» **READING TEXT**:

# # # #

Eamon is looking to create a new method for calculating structural failure probability

A researcher from Wayne State University in Detroit, Michigan recently received a three-year, $250,000 grant to create a new method for calculating structural failure probability.

The grant was awarded to Christopher Eamon, an associate professor of civil and environmental engineering at Wayne State University. The National Science Foundation provided the $250,000 grant in an effort to reach heightened consistency within a structure via the development of new methods for reliability analysis for probabilistically and computationally complex structural engineering problems.

Current methods are capable of providing accurate results via simulation, but these methods can be quite costly and time consuming for complex problems, which can sometimes require several simulations to run an analysis. In fact, a method called the Monte Carlo simulation can take over one million simulations. Eamon said these kinds of analyses can take hours or days to be completed. With such complex problems, introducing uncertainty analysis as well can make repeating the analysis several times challenging.

# # # #

» **ENTRIES SHOWN**:
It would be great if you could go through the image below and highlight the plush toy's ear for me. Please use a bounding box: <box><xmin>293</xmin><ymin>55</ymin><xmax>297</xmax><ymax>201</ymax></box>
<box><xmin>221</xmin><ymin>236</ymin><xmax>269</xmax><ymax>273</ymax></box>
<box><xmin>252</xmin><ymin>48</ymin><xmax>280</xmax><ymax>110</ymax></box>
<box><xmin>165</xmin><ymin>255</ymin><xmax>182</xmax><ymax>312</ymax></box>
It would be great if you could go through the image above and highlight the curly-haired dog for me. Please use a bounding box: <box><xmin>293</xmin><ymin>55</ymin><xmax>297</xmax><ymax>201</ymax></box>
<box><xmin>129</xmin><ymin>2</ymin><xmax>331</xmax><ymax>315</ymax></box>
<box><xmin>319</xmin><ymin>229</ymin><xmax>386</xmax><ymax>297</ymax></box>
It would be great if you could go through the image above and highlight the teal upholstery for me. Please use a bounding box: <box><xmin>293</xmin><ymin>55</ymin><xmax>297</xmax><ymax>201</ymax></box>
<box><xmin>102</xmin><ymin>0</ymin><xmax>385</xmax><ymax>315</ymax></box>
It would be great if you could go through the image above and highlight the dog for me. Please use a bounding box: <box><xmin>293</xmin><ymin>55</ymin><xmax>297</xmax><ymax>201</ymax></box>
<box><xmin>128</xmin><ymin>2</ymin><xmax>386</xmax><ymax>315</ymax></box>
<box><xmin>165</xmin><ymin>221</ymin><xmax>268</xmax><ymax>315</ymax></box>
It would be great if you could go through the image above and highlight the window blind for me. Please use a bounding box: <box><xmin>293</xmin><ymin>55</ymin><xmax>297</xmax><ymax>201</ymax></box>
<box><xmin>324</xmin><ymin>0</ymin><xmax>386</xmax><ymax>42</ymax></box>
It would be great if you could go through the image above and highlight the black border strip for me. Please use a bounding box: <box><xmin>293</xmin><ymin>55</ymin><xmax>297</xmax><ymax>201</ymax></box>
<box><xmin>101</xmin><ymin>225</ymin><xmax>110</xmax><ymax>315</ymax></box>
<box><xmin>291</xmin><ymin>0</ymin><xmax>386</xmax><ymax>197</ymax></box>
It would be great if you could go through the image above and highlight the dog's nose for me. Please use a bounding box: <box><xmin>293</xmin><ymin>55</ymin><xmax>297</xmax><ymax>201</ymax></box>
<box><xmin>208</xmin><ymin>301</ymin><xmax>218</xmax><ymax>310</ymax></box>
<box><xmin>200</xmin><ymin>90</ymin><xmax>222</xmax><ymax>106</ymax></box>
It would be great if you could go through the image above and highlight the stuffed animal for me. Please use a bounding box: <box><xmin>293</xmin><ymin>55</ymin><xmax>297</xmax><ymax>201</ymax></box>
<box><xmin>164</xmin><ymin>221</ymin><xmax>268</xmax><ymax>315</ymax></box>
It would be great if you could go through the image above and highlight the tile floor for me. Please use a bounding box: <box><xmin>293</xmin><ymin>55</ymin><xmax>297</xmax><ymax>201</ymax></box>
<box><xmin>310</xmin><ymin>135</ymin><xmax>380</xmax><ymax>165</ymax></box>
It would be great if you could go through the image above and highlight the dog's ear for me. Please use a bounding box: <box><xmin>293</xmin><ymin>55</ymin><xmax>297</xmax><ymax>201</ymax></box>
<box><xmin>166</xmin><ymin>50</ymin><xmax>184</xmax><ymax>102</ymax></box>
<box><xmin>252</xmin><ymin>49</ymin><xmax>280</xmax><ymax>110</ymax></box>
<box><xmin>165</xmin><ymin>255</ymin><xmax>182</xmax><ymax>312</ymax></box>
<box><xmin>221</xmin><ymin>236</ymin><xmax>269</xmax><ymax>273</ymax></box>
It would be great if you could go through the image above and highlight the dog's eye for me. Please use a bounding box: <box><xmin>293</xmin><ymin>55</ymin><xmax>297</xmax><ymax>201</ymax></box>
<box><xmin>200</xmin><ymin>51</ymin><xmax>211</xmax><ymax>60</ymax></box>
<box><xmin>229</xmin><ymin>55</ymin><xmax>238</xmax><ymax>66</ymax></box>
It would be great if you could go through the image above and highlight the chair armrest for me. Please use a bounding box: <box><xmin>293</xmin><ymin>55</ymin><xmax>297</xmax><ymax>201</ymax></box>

# # # #

» **YOUR OBJECTIVE**:
Continue the article about the grant for calculating structural failure probability, picking up after its last sentence. The records are separate from the text about Christopher Eamon's structural failure research and are not connected to it.

» **EXERCISE RESULT**:
Eamon is looking to change this by creating a method that is as accurate as the Monte Carlo simulation, but only requires about 1,000 computations. With a less expensive technique that is also less time consuming yet equally accurate, engineers will be able to determine the safety levels of structures, thus refraining from inconsistencies.

"If you don't get the safety factors right, you can get very inconsistent results in terms of safety level from one structure to the next because of different levels of uncertainty, different loads, components and so on," said Eamon. "If you're expending limited resources, it makes no sense to have one structure 10 times as safe as another if they're the same level of importance. We're trying to get the level of safety to be more evenly distributed and more consistent."

Creating this new method could potentially help the areas of civil engineering, medicine and computing as well as mechanical and electrical areas.